▸ **What you will do**:
Would you reproduce all of the entries exactly?

▸ **Data for the task**:

^^^^

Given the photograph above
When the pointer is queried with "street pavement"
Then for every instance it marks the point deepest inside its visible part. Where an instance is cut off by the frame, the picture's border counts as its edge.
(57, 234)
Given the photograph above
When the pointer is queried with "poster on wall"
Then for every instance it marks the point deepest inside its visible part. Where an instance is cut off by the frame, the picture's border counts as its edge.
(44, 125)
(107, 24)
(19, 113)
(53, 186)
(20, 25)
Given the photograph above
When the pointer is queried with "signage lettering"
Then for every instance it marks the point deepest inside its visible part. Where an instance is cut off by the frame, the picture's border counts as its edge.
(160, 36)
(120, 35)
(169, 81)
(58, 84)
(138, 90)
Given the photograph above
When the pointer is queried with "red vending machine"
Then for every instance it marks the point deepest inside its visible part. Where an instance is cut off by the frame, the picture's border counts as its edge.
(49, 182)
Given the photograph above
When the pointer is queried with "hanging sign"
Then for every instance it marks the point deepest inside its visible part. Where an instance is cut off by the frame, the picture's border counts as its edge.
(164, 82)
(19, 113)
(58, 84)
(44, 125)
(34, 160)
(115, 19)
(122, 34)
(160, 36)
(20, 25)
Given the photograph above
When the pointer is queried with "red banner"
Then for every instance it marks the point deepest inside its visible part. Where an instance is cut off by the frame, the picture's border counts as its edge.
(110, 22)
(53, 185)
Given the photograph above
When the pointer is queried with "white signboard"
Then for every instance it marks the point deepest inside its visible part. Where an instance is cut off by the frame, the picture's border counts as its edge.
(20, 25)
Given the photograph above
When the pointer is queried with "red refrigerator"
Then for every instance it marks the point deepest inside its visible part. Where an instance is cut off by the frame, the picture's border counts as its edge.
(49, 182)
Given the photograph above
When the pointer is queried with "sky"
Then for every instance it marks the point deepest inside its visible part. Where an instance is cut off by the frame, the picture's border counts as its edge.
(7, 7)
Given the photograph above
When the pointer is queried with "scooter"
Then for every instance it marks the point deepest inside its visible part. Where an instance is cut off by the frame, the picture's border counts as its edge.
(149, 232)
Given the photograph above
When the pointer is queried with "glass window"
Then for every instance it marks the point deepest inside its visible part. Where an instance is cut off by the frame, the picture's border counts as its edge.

^^^^

▸ **Answer to the problem**:
Given the photograph above
When the pointer is queried with "street pavement"
Then for every instance it marks the point deepest inside its visible part. Where an instance is cut off by the frame, the picture's border counts as its edge.
(57, 234)
Given the photograph above
When the pointer is queried with "poster on wall"
Then for every instance it marks the point deepest inside its visible part. Where an instance is cut off by the frame, the picture's border counts as its edge.
(44, 125)
(107, 24)
(19, 113)
(53, 186)
(20, 25)
Given the photograph above
When the pointer is queried with "signage lettering"
Then for every instance it marks the point deepest inside its visible part. Where an instance is cut off by the frame, the picture's border counts as its edge.
(160, 36)
(120, 35)
(169, 81)
(58, 84)
(138, 90)
Given the photograph above
When the pointer is queried with "red vending machine"
Then for every instance it marks the point deepest inside its visible part. Where an instance is cut off by the frame, the picture's border counts as its edge.
(49, 182)
Given the photograph above
When the pointer is queried with "hanging sign"
Then for every instance it marks the point deepest inside its visible part. Where an instance is cut off by the frame, the picture's border counts as its edge.
(164, 82)
(19, 113)
(58, 84)
(44, 125)
(34, 160)
(115, 19)
(122, 34)
(160, 36)
(20, 25)
Given the photograph above
When the pointer is queried with "red banner"
Then for every instance it marks the point deepest inside its visible part. Where an instance is cut off by the frame, the picture's border counts as its edge.
(110, 22)
(53, 185)
Given the photograph above
When the pointer is queried with "white signboard"
Then for every instance it marks the point deepest inside its visible part. Where an instance is cut off by the frame, the picture's border counts as its edge.
(20, 25)
Given the photograph above
When the pointer is queried with "red refrigerator"
Then for every instance it marks the point deepest inside its visible part. Where an instance is cut off by the frame, the picture's border counts as its edge.
(49, 182)
Given the photograph above
When the pointer is queried with "sky"
Then for every instance it marks the point deepest inside its visible part. Where an instance is cut off by the frame, the picture's border counts as its edge.
(7, 7)
Given the photograph above
When the pointer is queried with "scooter"
Then for every instance it marks the point deepest inside its visible part. Where an instance is cut off by the frame, the picture's border counts as its edge.
(149, 232)
Given the photograph above
When the pointer is queried with "glass window"
Then for every instance it marks the point deepest inside its visible part. Where an instance is cut off by the frame, the picture's border counts as its edge.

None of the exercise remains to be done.